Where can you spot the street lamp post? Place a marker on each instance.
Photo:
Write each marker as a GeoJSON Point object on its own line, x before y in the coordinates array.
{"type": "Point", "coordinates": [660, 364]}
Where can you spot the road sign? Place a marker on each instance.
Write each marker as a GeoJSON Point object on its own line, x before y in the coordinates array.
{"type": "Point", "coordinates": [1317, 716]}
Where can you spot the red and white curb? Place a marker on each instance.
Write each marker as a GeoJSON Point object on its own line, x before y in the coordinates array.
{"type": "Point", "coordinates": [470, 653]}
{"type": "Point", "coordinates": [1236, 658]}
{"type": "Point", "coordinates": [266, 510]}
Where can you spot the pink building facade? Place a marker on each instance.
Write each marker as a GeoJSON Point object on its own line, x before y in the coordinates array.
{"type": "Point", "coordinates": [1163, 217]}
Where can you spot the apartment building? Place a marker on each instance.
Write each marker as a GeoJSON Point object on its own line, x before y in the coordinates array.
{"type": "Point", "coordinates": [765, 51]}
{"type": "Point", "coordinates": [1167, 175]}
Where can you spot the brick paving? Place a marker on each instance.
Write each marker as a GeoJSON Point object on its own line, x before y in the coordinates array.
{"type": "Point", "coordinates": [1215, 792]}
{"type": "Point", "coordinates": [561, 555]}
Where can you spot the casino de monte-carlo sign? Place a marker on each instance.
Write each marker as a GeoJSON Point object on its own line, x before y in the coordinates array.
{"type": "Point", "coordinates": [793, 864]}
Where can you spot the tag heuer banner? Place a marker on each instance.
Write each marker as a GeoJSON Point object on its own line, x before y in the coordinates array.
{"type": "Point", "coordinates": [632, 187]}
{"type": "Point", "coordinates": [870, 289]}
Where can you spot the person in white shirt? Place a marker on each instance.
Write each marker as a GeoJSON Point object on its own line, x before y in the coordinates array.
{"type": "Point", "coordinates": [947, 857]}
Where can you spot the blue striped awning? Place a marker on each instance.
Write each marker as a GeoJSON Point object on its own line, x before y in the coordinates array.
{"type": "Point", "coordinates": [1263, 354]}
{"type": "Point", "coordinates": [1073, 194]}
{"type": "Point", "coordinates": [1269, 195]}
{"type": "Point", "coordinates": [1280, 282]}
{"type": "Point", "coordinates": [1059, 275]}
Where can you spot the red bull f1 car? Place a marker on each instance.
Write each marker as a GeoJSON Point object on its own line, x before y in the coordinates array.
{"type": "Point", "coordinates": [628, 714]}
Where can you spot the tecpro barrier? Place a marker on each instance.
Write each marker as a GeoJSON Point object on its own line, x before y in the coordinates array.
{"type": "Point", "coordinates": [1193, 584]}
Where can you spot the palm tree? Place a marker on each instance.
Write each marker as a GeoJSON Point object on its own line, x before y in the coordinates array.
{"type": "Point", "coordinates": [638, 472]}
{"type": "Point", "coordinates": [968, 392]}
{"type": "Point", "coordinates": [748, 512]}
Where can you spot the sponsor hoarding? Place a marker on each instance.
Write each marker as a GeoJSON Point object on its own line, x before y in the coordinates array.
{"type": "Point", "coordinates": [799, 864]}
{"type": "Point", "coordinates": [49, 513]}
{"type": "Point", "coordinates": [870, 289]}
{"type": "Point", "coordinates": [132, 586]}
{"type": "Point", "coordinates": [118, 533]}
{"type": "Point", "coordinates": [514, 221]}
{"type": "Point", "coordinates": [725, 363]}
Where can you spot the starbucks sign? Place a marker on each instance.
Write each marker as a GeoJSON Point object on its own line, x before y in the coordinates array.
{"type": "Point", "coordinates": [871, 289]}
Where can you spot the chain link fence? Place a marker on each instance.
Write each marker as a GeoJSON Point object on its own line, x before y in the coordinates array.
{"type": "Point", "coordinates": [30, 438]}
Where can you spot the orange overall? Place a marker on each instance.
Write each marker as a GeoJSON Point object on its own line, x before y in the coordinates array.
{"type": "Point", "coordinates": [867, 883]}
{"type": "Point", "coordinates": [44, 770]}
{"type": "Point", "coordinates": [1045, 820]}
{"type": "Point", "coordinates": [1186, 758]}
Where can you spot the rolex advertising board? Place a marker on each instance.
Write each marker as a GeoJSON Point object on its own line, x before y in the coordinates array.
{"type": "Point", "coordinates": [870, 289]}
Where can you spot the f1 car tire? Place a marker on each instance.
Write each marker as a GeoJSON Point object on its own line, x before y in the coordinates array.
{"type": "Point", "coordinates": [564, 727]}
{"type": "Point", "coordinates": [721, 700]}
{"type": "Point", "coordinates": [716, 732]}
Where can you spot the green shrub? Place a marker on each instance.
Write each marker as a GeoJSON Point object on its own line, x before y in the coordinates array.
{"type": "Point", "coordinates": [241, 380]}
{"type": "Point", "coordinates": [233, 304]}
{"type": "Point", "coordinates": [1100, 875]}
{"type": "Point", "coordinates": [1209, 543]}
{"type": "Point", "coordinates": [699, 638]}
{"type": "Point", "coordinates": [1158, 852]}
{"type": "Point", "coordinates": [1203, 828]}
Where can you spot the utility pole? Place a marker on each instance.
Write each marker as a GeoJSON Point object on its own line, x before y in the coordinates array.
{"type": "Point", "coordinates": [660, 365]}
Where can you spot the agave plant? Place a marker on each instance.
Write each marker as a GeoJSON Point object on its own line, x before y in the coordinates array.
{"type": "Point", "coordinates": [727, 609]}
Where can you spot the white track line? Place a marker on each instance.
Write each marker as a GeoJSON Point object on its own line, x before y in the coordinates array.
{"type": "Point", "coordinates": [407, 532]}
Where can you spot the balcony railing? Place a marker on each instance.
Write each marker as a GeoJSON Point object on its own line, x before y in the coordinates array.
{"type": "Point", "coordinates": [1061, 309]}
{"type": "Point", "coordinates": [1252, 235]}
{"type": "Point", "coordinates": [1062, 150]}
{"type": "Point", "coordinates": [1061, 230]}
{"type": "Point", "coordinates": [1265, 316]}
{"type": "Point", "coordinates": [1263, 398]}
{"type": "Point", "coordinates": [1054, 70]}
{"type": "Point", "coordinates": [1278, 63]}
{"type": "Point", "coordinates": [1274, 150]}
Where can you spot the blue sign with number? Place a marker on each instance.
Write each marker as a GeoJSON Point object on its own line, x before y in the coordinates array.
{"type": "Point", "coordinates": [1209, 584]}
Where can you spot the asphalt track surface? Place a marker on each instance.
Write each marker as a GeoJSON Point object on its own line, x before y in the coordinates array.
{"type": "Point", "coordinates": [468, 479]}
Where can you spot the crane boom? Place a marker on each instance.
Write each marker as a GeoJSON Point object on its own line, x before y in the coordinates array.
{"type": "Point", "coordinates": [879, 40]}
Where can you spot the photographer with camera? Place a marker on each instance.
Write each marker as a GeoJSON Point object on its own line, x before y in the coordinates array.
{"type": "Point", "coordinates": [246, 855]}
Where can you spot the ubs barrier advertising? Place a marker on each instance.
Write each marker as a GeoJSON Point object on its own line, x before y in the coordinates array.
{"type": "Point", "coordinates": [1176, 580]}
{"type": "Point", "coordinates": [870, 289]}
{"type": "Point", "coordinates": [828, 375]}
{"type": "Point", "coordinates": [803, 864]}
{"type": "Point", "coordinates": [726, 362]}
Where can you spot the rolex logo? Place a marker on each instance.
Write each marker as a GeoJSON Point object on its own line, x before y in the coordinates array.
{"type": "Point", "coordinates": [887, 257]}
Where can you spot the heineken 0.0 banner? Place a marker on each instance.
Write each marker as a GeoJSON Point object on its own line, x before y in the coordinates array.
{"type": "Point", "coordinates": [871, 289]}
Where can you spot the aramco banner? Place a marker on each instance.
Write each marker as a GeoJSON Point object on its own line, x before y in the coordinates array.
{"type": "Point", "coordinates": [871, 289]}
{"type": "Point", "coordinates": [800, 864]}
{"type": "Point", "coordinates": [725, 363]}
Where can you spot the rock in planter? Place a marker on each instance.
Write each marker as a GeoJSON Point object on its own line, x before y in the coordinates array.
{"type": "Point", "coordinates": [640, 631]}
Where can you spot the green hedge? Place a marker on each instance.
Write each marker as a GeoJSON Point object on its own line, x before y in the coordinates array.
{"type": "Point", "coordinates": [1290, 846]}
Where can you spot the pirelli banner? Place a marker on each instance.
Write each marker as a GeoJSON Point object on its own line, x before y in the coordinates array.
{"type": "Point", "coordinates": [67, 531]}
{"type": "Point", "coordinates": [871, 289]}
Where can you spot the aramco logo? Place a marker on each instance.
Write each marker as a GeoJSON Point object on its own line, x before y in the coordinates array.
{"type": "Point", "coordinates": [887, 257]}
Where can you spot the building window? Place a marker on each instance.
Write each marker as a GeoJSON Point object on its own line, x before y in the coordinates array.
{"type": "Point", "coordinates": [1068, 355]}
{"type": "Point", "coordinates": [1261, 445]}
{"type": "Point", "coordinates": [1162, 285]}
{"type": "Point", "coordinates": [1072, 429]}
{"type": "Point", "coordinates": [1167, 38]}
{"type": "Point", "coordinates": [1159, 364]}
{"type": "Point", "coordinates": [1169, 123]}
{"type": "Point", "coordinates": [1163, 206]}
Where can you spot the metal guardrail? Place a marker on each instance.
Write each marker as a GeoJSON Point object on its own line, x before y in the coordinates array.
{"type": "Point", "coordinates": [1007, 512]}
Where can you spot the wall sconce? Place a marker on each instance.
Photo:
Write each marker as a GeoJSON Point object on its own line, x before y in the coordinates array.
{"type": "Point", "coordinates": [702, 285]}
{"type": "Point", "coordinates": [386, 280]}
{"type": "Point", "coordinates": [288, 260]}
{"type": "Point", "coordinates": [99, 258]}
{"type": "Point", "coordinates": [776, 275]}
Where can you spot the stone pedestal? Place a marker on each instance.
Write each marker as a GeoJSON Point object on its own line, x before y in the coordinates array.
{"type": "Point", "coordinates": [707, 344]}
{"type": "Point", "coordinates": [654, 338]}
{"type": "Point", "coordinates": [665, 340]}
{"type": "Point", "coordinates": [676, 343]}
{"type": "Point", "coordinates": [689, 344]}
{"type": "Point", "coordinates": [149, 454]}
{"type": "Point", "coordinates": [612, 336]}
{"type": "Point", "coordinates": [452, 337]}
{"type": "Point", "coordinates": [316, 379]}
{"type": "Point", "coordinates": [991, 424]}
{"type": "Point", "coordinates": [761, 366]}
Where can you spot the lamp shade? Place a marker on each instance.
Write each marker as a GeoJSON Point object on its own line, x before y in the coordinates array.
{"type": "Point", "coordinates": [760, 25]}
━━━━━━━━
> [What is required]:
The reply should hold only the lines of the listing above starting at the line containing "Where can you spot the white" and ending at the line containing "Where can you spot the balcony", exactly as written.

> [Result]:
Where can you spot the white track line? Place a marker on each instance.
Write each marker as a GeoJSON Point object on its own line, x before y in the coordinates array.
{"type": "Point", "coordinates": [407, 532]}
Where can you spot the balcony railing? Place a marker on each instance.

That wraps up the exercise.